* _Required work_
Exactly as they appear, output all of the records. Skip any images.

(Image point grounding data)
■ ■ ■
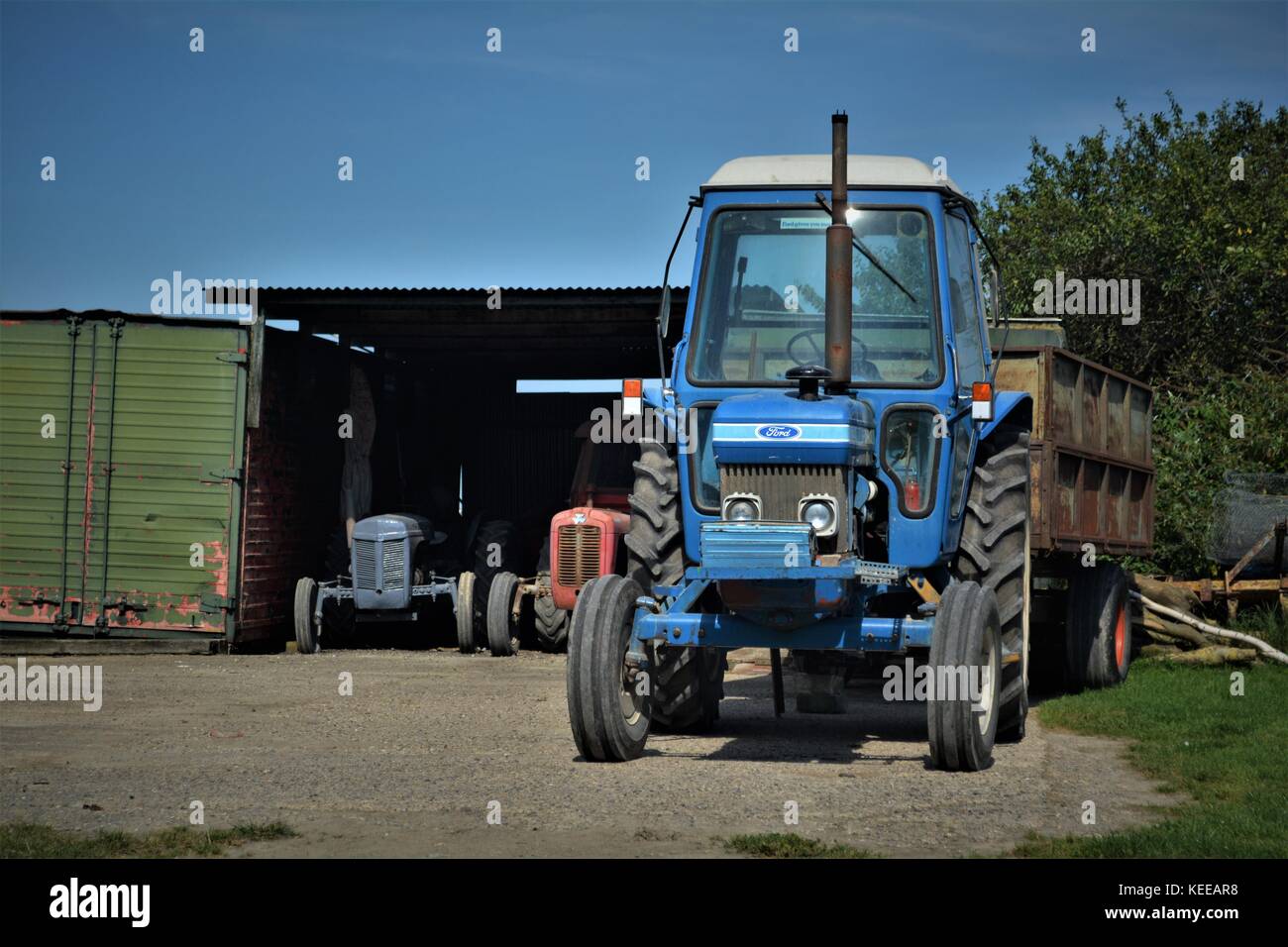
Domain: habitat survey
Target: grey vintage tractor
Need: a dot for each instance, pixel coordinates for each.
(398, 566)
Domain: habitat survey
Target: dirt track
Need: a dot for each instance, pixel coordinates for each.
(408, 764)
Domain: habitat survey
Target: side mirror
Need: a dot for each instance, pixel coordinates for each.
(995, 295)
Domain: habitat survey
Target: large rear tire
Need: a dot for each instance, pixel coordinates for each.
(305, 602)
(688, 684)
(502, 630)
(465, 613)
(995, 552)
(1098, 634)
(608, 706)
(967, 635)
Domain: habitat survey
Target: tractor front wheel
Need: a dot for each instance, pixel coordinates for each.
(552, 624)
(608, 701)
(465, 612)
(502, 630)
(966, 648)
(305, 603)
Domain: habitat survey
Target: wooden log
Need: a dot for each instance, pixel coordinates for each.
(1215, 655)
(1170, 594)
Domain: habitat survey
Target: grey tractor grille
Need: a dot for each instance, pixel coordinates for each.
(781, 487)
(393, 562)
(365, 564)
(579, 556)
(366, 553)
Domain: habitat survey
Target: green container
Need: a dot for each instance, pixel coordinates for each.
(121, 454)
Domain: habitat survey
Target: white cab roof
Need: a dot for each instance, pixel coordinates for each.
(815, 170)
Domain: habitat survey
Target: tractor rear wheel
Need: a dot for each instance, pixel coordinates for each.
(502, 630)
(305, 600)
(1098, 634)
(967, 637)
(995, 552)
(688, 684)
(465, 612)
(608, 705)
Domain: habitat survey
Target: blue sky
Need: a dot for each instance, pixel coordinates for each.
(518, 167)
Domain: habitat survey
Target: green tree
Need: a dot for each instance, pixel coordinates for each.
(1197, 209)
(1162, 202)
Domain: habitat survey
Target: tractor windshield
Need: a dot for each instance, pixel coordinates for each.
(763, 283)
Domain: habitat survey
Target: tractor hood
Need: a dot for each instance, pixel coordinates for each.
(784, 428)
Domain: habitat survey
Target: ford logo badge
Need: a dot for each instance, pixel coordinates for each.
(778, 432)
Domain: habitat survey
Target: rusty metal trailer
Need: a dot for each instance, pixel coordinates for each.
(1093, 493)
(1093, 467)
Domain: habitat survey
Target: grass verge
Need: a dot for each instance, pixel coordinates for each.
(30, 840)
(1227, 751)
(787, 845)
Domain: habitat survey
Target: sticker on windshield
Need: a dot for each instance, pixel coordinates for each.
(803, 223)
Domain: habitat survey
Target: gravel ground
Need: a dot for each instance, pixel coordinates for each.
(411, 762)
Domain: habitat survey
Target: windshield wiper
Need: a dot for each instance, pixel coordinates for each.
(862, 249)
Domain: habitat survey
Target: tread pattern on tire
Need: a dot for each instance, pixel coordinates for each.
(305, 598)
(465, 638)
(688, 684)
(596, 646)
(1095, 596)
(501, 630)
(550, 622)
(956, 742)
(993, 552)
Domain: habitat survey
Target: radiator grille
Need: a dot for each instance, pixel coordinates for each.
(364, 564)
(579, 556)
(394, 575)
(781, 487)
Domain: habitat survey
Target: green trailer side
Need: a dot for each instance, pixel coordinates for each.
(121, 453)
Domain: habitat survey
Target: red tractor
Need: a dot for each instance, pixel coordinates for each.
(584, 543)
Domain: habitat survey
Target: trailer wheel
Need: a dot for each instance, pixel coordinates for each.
■ ■ ■
* _Your response_
Domain: habitat survey
Target: grey vintage tractor
Need: a dot for each instance, pixel coordinates for each.
(398, 566)
Domain: habitat survey
Target: dirt track
Need: a dot for each instance, pixel coordinates for each.
(408, 764)
Domain: habitat survey
Target: side mirror
Need: a dot for each instance, pixel coordinates for each.
(995, 295)
Domain: habitat survey
Target: large rear tire
Need: a dot for each instance, pixel coordinates for each.
(305, 602)
(688, 684)
(502, 630)
(465, 613)
(995, 552)
(1098, 634)
(608, 706)
(967, 635)
Domain: habitat survey
Target: tractor front wheel
Need: a dot for each instance, pixel coordinates for each.
(552, 624)
(608, 701)
(465, 612)
(502, 630)
(966, 648)
(305, 603)
Domain: habitat survey
Target: wooden log
Need: a dot for each instance, pixel coordinates for each.
(1215, 655)
(1170, 594)
Domain: habitat survey
Target: grey tractor grille
Need: a dot for each instance, pixel coordinates for each.
(781, 487)
(393, 562)
(365, 564)
(579, 556)
(366, 553)
Domain: habitat survey
Target: green container
Need: a dot for each instance, pixel coordinates for each.
(121, 454)
Domain: habitat survey
Target: white cab roof
Need: a dot for each instance, pixel coordinates for each.
(815, 170)
Domain: habitat survey
Target: tractor rear wheel
Need: a dot for each instance, pixel coordinates for each.
(502, 630)
(305, 600)
(1098, 634)
(967, 637)
(995, 552)
(688, 684)
(465, 612)
(608, 705)
Domain: habitat survey
Target: blue sky
Need: a dot for each instance, pixel coordinates for each.
(518, 167)
Domain: habitat survey
Target: green tree
Need: a dot for each instance, pixel coordinates for each.
(1197, 209)
(1162, 202)
Domain: habitat survey
Target: tractor windshield
Need: a dot for each instance, pixel coordinates for each.
(763, 283)
Domain: habitat survey
Target: tractor hood
Need: a dot for each instance, pixel coordinates for each.
(784, 428)
Domain: habitat survey
Target: ford logo badge
Need: a dot for each instance, pixel coordinates for each.
(778, 432)
Domain: habitat survey
Target: rusty metal trailer
Need: a dot for each instance, pixel coordinates for each.
(1093, 493)
(1093, 467)
Domain: habitat survey
Target: grass verge
Need: a dot for each instance, pixel coordinates for each.
(30, 840)
(1227, 751)
(787, 845)
Domain: habitat survey
Target: sticker on windshield
Need: a dot for each instance, pixel coordinates for each.
(803, 223)
Domain: habitat survey
Target: gravel ground
Need: a dot for each instance, pixel coordinates for each.
(411, 762)
Domain: habitat survey
Target: windshield wiper
Need: a dot for each instance, pixel coordinates for each.
(862, 249)
Domain: habitat survey
Target: tread pattern on tire
Need: a dot for each instance, pixel coordinates for each.
(305, 598)
(465, 638)
(688, 684)
(596, 646)
(1095, 596)
(501, 630)
(550, 622)
(956, 742)
(993, 552)
Domain: habitat survey
Target: radiator grille
Need: a dot for each instance, pixel coordinates for each.
(364, 564)
(579, 556)
(394, 575)
(781, 487)
Domain: habitat survey
Target: green trailer side
Need: a dot for each instance, pixel coordinates for each.
(121, 453)
Domain: habitat survey
Target: red tractor
Need: a dot for each instance, pixel coordinates for each.
(584, 543)
Domain: habitat survey
Target: trailer wheel
Need: a dot for each instance, pixel coordinates for each.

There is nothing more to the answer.